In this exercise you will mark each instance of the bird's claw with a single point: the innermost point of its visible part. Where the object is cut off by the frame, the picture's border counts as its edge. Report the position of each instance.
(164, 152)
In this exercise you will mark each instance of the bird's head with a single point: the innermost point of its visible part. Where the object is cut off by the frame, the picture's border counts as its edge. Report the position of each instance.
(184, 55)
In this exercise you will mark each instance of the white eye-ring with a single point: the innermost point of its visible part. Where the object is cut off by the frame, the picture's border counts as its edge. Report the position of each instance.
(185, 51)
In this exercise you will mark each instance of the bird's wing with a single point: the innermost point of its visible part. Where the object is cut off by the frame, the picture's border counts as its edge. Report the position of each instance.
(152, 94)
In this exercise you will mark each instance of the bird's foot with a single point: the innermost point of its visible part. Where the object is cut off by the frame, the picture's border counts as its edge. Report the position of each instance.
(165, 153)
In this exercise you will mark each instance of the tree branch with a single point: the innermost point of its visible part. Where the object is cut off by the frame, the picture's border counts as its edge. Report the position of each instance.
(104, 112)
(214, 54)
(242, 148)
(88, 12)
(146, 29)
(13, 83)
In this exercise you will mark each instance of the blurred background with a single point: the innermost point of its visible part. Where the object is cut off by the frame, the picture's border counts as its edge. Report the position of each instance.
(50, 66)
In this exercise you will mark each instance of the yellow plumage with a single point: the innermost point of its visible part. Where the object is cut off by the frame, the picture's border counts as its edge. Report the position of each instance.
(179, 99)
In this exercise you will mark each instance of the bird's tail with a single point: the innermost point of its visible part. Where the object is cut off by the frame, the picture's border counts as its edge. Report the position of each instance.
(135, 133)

********************

• What to work on: Render each line of the material above as a Markdown table with two columns, Row and Line. Number the rows and leave out any blank lines.

• Solution:
| Row | Line |
|---|---|
| 1 | In this exercise you will mark each instance of the bird's claw with a single point: the innermost point of its visible part. Where the object is cut off by the frame, the picture's border counts as its edge. Report the position of each instance. |
| 2 | (164, 152) |
| 3 | In this exercise you will mark each instance of the bird's head with a single point: the innermost point of its visible part. Where the object is cut off by the frame, the picture's border counts as its edge. Report the position of each instance. |
| 4 | (184, 55) |
| 5 | In this exercise you will mark each instance of the white eye-ring with a single point: the innermost point of its visible part. Where the object is cut off by the frame, the picture's border counts as its edge. Report the position of each instance. |
| 6 | (185, 51) |
| 7 | In this exercise you will mark each instance of the bird's wing with a single point: the innermost point of its visible part. Where the object is cut off by the frame, the picture's border counts as its edge. Report the position of each instance. |
| 8 | (152, 94) |
| 9 | In this exercise you will mark each instance of the bird's foot with a single point: the innermost point of its visible part. Where the object is cut off by the frame, the picture's border counts as its edge. Report the position of each instance. |
| 10 | (165, 153) |
| 11 | In this exercise you will mark each instance of the tree branch with a single point: the innermost point of its visible part. Where the object is cut off by the frame, the picture's border counts as its edge. Report the position of each instance. |
| 12 | (104, 112) |
| 13 | (214, 54) |
| 14 | (242, 148) |
| 15 | (88, 12) |
| 16 | (146, 29) |
| 17 | (13, 83) |
| 18 | In this exercise you will mark each instance of the blurred background with a single point: the innermost point of its visible part. Where the object is cut off by the frame, the picture's border counts as its edge. Report the position of each instance. |
| 19 | (50, 66) |
| 20 | In this exercise you will mark each instance of the yellow plumage with a single point: the innermost point of its visible part. Where the object is cut off by the frame, the picture's border counts as its edge. Report the position of each instance. |
| 21 | (179, 99) |
| 22 | In this exercise you will mark each instance of the bird's tail with a single point: the innermost point of its visible part. Where the object is cut off by the frame, the picture's border counts as its edge. Report the position of each instance. |
| 23 | (135, 133) |